- **Reading passage**
————————

As Kashmir and its institutions continue to remain under the control and influence of armed conflict from last three decades, its devastating impact on education system is evident and disturbing. Nearly everything considered as ‘human’ can be found in childhood. When this stage of life is happy, healthy, full of affection and properly directed, people are left with the strength to deal with anything. To grow up in an armed conflict is not an easy experience. These conflicts affect millions of children, their daily life being disturbed by adversities that has an impact on their future as well.
In conflict situation the fundamental right of children, education, is one of the serious causalities. All agents of education are affected: the education team, students, family, infrastructure, the school environment, curriculum and the strategies delivered by teachers.
According to a UNICEF report of 2014, it is estimated that approximately 57 million children of primary school age did not attend school in 2011 and more than 13 million of those children are in the countries, directly or indirectly affected by armed conflicts (UNICEF report 2015). It happens despite United Nations agencies and other international non-governmental organisations having prioritized education decades ago as an essential component of humanitarian response. It was due to the recognition that education can play a critical role in facilitating stability, imparting life-saving messages, establishing support systems among other reasons.
Education in Kashmir
The education sector in Kashmir gets badly hit whenever there is civil unrest, mass protests, shutdowns etc. During the unrest of 2008, 2010 and 2016 or weekly disturbances, there has been an irreversible loss to students. Due to closure of schools, the academic session suffers badly to the extent that it causes irreparable loss of study and tuitions to the students. Children become accustomed to violence and frequent holidays. Their young minds get easily preoccupied with bloodshed, tortures, arrests, stone pelting, killing of their peers, etc and they don’t find the violence-free environment where they could settle.
Children rejoice the shutdown calls as they get more holidays. This clearly depicts malaise that the long drawn conflict has inflicted on the minds of the young ones. Moreover, the exposure to violence and armed conflict reduces the quality of education attained by children in conflict areas like Kashmir. Quality education is also affected by the losses suffered by infrastructure, fear of sending children to schools, negative economic repercussions to households and forced displacement.
Frequent strikes in Kashmir valley have obvious implications on the implementation of technical education programmes. Technical education institutions/students in the valley whenever there is unrest are not able to complete their academic/practical work fully within the prescribed period. As we all know that skill-based courses require no disruption in the process in order to guarantee easy transmission of skills. The normal skill imparting processes as well as new skill development initiatives are hampered, resulting in the termination of the initiatives. This consequently affects the formation of generation’s next workforce. The infrastructure development is a key to progress and economic development of every sector. In the same way, a good number of working days are lost due to the shutdowns which sometimes continue for weeks even for months.
Impact on education
Armed conflicts can lower the returns of investment on education, the underlying supply and demand for education changes. The supply of quality education is reduced, for instance school buildings get destroyed or occupied by armed forces.

————————

Lines of data
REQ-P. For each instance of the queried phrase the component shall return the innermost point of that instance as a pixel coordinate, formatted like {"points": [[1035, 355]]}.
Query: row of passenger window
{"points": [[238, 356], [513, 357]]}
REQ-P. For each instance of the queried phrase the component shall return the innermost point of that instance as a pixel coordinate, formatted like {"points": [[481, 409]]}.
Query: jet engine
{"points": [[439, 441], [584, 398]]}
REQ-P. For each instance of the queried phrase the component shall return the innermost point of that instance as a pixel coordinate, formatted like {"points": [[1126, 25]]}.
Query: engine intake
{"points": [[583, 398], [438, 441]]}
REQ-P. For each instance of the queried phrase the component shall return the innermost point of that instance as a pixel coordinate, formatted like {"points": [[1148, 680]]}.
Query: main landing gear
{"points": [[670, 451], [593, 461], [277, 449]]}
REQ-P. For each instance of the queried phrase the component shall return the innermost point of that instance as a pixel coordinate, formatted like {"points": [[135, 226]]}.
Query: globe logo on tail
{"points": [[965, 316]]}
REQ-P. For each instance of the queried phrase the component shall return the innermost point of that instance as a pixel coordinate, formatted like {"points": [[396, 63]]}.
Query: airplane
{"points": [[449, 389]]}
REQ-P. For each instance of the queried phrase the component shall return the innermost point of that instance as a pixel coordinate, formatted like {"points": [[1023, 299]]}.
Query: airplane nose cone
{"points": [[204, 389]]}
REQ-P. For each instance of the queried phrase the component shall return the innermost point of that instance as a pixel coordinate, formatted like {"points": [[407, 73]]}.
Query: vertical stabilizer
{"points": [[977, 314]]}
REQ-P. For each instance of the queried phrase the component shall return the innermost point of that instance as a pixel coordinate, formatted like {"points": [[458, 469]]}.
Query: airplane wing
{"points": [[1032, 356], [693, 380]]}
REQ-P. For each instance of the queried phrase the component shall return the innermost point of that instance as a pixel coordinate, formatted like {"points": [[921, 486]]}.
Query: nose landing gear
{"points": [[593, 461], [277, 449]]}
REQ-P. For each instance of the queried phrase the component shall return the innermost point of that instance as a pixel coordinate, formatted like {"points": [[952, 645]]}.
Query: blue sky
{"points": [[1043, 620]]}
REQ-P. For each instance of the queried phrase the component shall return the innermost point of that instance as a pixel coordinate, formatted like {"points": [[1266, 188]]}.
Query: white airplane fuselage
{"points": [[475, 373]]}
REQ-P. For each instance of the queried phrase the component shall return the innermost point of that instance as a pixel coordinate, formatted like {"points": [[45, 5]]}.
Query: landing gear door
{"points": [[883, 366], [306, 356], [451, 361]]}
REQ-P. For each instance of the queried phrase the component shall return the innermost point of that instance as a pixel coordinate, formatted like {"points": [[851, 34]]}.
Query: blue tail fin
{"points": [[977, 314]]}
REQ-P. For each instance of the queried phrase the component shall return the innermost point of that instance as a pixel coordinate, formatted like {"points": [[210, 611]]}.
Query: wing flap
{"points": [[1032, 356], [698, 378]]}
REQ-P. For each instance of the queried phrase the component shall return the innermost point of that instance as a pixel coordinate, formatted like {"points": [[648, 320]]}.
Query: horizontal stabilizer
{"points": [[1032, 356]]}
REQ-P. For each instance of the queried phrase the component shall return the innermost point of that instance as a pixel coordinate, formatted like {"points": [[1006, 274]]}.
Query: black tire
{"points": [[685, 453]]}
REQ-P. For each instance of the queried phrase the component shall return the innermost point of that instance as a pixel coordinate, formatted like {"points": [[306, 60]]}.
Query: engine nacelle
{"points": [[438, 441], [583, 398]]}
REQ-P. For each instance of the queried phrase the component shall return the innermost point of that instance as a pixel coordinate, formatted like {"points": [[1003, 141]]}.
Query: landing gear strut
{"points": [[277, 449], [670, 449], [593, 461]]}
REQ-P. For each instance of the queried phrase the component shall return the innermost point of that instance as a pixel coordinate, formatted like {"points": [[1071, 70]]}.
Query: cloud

————————

- **Short problem**
Transcribe the stretch of the article on education in Kashmir from "In conflict situation" through "delivered by teachers.". You can ignore the records here because nothing requires them.

- **Response**
In conflict situation the fundamental right of children, education, is one of the serious causalities. All agents of education are affected: the education team, students, family, infrastructure, the school environment, curriculum and the strategies delivered by teachers.